## Begin
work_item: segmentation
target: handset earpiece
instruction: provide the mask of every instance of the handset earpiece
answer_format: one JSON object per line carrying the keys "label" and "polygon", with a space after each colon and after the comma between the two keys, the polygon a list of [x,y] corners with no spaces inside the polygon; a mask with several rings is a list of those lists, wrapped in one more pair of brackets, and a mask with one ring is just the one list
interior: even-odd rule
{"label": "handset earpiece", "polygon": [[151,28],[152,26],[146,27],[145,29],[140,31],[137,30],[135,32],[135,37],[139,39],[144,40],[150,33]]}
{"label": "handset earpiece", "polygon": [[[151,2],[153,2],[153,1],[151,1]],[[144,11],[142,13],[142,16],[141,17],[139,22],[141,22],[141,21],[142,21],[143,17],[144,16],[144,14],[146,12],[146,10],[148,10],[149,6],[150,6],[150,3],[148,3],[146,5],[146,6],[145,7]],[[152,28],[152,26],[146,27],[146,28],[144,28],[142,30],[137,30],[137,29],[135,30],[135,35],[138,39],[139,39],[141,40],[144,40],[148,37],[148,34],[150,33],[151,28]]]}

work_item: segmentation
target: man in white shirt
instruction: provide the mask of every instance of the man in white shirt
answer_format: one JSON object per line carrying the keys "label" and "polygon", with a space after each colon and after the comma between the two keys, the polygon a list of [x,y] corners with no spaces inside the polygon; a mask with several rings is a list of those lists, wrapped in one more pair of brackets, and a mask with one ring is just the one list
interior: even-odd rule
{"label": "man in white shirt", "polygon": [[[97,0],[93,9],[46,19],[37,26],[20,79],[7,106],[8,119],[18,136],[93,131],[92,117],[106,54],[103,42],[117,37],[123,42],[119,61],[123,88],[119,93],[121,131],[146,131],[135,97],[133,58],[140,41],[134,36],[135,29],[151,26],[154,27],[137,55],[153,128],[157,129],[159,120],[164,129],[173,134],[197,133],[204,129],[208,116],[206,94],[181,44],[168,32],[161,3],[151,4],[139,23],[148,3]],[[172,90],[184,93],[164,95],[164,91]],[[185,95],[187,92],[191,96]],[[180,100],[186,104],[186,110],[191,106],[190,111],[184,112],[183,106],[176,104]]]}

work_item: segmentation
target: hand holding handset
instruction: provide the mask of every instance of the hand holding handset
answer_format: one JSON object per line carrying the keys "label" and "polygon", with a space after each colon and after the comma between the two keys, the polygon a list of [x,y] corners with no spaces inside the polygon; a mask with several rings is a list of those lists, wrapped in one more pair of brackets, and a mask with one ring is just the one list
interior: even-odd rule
## End
* [TASK DESCRIPTION]: Change every "even-odd rule" in the entries above to "nonzero winding rule" and write out all the entries again with nothing else altered.

* [SOLVED EXERCISE]:
work_item: segmentation
target: handset earpiece
instruction: provide the mask of every instance of the handset earpiece
answer_format: one JSON object per line carrying the keys "label" and "polygon", with a space after each colon and after the comma between the two keys, the polygon a list of [x,y] corners with no spaces inside the polygon; a mask with several rings is a list of those lists, wrapped in one more pair of brackets, and a mask with one ring is just the one list
interior: nonzero winding rule
{"label": "handset earpiece", "polygon": [[151,28],[152,26],[146,27],[145,29],[140,31],[137,30],[135,32],[135,37],[139,39],[144,40],[150,33]]}
{"label": "handset earpiece", "polygon": [[[151,2],[153,2],[153,1],[151,1]],[[144,11],[142,13],[142,16],[141,17],[139,22],[141,22],[141,21],[142,21],[143,17],[144,16],[144,14],[146,12],[146,10],[148,10],[149,6],[150,6],[150,3],[148,3],[146,5],[146,6],[145,7]],[[152,28],[152,26],[146,27],[146,28],[144,28],[142,30],[137,30],[137,29],[135,30],[135,35],[138,39],[139,39],[141,40],[144,40],[148,37],[148,34],[150,33],[151,28]]]}

work_item: segmentation
target: man in white shirt
instruction: provide the mask of every instance of the man in white shirt
answer_format: one JSON object per line carrying the keys "label" and "polygon", with a space after each colon and after the comma between the two keys, the polygon a list of [x,y] corners with no spaces inside the polygon; a mask with several rings is a list of those lists, wrapped in one more pair of brackets, and a mask with one ring is just the one list
interior: nonzero winding rule
{"label": "man in white shirt", "polygon": [[[97,0],[93,9],[46,19],[37,26],[20,79],[7,106],[8,119],[18,136],[93,131],[92,117],[106,54],[103,42],[117,37],[123,42],[119,61],[123,88],[119,93],[121,131],[146,131],[135,97],[133,58],[140,41],[134,36],[135,29],[151,26],[154,27],[137,55],[153,128],[157,129],[159,120],[164,129],[173,134],[197,133],[204,129],[208,116],[206,94],[181,44],[168,32],[161,3],[151,4],[139,23],[148,3]],[[172,90],[184,93],[164,95],[164,91]],[[185,95],[187,92],[191,96]],[[180,100],[186,104],[186,110],[191,106],[190,111],[184,112],[183,106],[176,104]]]}

work_item: segmentation
target: hand holding handset
instruction: provide the mask of every instance of the hand holding handset
answer_format: one JSON object per line carrying the keys "label" and "polygon", with a space after each colon and after the comma between the two keys, the polygon a list of [x,y] corners with no spaces inside the polygon; a mask with several rings is a list of those lists, wrapped in one more pair of brackets, and a mask with one ring is just the one list
interior: nonzero winding rule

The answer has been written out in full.